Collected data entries
★ ★ ★ ★ ★ ★ ★

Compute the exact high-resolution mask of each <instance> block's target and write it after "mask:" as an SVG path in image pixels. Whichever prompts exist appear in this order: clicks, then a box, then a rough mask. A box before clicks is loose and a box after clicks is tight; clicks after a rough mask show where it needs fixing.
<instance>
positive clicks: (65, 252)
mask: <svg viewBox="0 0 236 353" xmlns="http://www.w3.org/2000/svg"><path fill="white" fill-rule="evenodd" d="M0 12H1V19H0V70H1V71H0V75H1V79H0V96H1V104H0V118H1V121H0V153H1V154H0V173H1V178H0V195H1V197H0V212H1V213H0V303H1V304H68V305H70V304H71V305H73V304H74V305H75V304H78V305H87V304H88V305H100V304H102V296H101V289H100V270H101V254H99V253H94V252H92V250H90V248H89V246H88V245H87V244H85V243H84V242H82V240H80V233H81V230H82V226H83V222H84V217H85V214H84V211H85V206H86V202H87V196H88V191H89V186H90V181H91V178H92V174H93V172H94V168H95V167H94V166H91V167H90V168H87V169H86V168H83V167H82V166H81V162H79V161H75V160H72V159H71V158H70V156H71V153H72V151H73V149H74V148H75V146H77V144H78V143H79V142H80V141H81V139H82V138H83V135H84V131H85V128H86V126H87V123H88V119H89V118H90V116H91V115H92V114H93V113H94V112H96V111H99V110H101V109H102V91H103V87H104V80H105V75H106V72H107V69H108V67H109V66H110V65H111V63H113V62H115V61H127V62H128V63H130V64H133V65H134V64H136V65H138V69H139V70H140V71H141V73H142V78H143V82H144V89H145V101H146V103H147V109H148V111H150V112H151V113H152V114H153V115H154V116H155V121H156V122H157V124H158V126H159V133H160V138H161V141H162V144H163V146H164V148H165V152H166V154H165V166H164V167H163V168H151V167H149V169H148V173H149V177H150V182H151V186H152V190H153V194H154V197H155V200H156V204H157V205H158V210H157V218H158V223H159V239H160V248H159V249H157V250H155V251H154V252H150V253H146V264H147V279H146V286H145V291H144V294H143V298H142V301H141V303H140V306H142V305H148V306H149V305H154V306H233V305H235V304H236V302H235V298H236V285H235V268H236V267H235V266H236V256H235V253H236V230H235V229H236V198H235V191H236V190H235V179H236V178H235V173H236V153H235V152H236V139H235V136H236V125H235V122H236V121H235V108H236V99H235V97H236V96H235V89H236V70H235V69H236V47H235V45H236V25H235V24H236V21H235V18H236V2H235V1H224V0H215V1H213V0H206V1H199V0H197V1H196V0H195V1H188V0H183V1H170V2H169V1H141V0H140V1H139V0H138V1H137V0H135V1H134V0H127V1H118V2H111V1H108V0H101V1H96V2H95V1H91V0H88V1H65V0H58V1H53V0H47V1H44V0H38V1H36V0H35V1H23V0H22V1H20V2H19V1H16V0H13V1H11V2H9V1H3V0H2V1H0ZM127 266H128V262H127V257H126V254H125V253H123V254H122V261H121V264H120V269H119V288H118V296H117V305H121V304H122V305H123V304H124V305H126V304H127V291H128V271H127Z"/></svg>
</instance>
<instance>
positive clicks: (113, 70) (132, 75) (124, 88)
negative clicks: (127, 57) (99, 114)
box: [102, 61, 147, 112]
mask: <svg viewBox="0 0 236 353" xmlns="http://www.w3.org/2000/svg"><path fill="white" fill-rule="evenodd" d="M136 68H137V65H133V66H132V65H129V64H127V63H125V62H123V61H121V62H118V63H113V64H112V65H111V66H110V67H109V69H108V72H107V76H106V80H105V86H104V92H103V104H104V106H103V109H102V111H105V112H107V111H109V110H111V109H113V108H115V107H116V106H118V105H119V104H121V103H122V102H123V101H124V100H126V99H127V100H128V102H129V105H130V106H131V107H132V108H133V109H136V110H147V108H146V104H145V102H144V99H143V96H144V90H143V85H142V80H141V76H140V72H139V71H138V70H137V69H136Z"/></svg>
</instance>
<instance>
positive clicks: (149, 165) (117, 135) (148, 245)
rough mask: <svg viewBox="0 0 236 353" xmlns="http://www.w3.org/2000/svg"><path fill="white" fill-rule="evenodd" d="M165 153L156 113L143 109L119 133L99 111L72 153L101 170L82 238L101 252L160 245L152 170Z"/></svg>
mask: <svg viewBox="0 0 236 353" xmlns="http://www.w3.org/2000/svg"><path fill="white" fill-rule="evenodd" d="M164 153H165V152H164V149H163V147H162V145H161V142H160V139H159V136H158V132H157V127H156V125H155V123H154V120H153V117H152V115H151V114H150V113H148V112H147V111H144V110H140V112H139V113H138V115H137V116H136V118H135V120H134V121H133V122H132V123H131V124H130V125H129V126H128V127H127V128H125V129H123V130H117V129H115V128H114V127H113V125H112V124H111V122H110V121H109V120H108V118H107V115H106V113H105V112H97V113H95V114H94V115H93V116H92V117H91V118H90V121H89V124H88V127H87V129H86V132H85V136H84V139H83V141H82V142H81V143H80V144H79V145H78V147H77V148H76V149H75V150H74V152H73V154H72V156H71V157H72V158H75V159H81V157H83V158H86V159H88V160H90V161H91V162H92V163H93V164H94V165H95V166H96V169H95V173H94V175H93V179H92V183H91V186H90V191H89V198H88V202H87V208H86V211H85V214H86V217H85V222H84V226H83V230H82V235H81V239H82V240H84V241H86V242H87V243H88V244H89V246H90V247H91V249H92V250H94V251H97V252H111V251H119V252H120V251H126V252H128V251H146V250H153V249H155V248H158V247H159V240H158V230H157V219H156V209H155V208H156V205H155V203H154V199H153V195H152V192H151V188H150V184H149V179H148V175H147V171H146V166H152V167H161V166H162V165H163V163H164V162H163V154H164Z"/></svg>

★ ★ ★ ★ ★ ★ ★

Restate the records above word for word.

Compute the exact high-resolution mask of each <instance> block's target and write it after "mask:" as an SVG path in image pixels. Whichever prompts exist appear in this order: clicks, then a box, then a rough mask. A box before clicks is loose and a box after clicks is tight; clicks after a rough mask show where it needs fixing.
<instance>
positive clicks: (65, 252)
mask: <svg viewBox="0 0 236 353" xmlns="http://www.w3.org/2000/svg"><path fill="white" fill-rule="evenodd" d="M0 12H1V19H0V70H1V71H0V75H1V79H0V96H1V104H0V118H1V121H0V153H1V154H0V173H1V178H0V195H1V197H0V212H1V213H0V303H1V304H68V305H70V304H71V305H73V304H74V305H75V304H78V305H87V304H88V305H100V304H102V296H101V289H100V270H101V254H99V253H94V252H92V250H90V248H89V246H88V245H87V244H85V243H84V242H82V240H80V233H81V230H82V226H83V222H84V217H85V214H84V211H85V206H86V202H87V196H88V191H89V186H90V181H91V178H92V174H93V172H94V168H95V167H94V166H91V167H90V168H87V169H86V168H83V167H82V166H81V162H79V161H75V160H72V159H71V158H70V156H71V153H72V151H73V149H74V148H75V146H77V144H78V143H79V142H80V141H81V139H82V138H83V135H84V131H85V128H86V126H87V123H88V119H89V118H90V116H91V115H92V114H93V113H94V112H96V111H99V110H101V109H102V91H103V87H104V80H105V75H106V72H107V69H108V67H109V66H110V65H111V63H113V62H115V61H127V62H128V63H130V64H133V65H134V64H136V65H138V69H139V70H140V71H141V73H142V78H143V82H144V89H145V101H146V103H147V109H148V111H150V112H151V113H152V114H153V115H154V116H155V121H156V122H157V124H158V126H159V133H160V138H161V141H162V144H163V146H164V148H165V152H166V154H165V166H164V167H163V168H151V167H149V169H148V173H149V177H150V182H151V186H152V190H153V194H154V197H155V200H156V204H157V205H158V210H157V218H158V223H159V239H160V248H159V249H157V250H155V251H154V252H150V253H146V264H147V279H146V286H145V291H144V294H143V298H142V301H141V303H140V306H142V305H148V306H149V305H154V306H233V305H235V304H236V302H235V298H236V285H235V268H236V267H235V266H236V256H235V253H236V230H235V229H236V198H235V191H236V190H235V179H236V178H235V173H236V153H235V152H236V139H235V136H236V125H235V122H236V121H235V108H236V99H235V97H236V96H235V89H236V70H235V69H236V47H235V45H236V25H235V24H236V21H235V18H236V2H235V1H224V0H215V1H213V0H206V1H199V0H197V1H196V0H195V1H188V0H183V1H170V2H169V1H141V0H140V1H139V0H138V1H137V0H135V1H134V0H127V1H118V2H111V1H108V0H101V1H96V2H95V1H91V0H88V1H65V0H58V1H53V0H47V1H44V0H38V1H36V0H35V1H23V0H22V1H20V2H19V1H16V0H13V1H11V2H9V1H3V0H2V1H0ZM127 266H128V262H127V257H126V254H125V253H123V254H122V261H121V264H120V269H119V288H118V296H117V305H121V304H122V305H123V304H124V305H126V304H127V291H128V271H127Z"/></svg>
</instance>
<instance>
positive clicks: (113, 70) (132, 75) (124, 88)
negative clicks: (127, 57) (99, 114)
box: [102, 61, 147, 112]
mask: <svg viewBox="0 0 236 353" xmlns="http://www.w3.org/2000/svg"><path fill="white" fill-rule="evenodd" d="M136 68H137V65H133V66H132V65H129V64H127V63H125V62H123V61H121V62H118V63H113V64H112V65H111V66H110V67H109V69H108V72H107V76H106V80H105V86H104V92H103V104H104V106H103V109H102V111H105V112H107V111H109V110H111V109H113V108H115V107H116V106H118V105H119V104H121V103H122V102H123V101H124V100H126V99H127V100H128V102H129V105H130V106H131V107H132V108H133V109H136V110H147V108H146V104H145V102H144V99H143V96H144V90H143V85H142V80H141V76H140V72H139V71H138V70H137V69H136Z"/></svg>
</instance>
<instance>
positive clicks: (149, 165) (117, 135) (148, 245)
rough mask: <svg viewBox="0 0 236 353" xmlns="http://www.w3.org/2000/svg"><path fill="white" fill-rule="evenodd" d="M165 153L156 113L143 109L119 133L99 111L72 153L101 170L82 238L101 252L160 245L152 170Z"/></svg>
mask: <svg viewBox="0 0 236 353" xmlns="http://www.w3.org/2000/svg"><path fill="white" fill-rule="evenodd" d="M164 153H165V152H164V149H163V147H162V145H161V142H160V139H159V136H158V132H157V127H156V125H155V123H154V120H153V117H152V115H151V114H150V113H148V112H147V111H144V110H140V112H139V113H138V115H137V116H136V118H135V120H134V121H133V122H132V123H131V124H130V125H129V126H128V127H127V128H125V129H123V130H117V129H115V128H114V127H113V125H112V124H111V122H110V121H109V120H108V118H107V115H106V113H105V112H97V113H95V114H94V115H93V116H92V117H91V118H90V121H89V124H88V127H87V129H86V132H85V136H84V139H83V141H82V142H81V143H80V144H79V145H78V147H77V148H76V149H75V150H74V152H73V154H72V156H71V157H72V158H75V159H81V157H83V158H86V159H88V160H90V161H91V162H92V163H93V164H94V165H95V166H96V169H95V173H94V175H93V179H92V183H91V186H90V191H89V198H88V202H87V208H86V211H85V214H86V217H85V222H84V226H83V230H82V235H81V239H82V240H84V241H86V242H87V243H88V244H89V246H90V247H91V249H92V250H94V251H97V252H111V251H119V252H120V251H126V252H128V251H146V250H153V249H155V248H158V247H159V240H158V230H157V219H156V209H155V208H156V205H155V203H154V199H153V195H152V192H151V188H150V184H149V179H148V175H147V171H146V166H152V167H161V166H162V165H163V163H164V162H163V154H164Z"/></svg>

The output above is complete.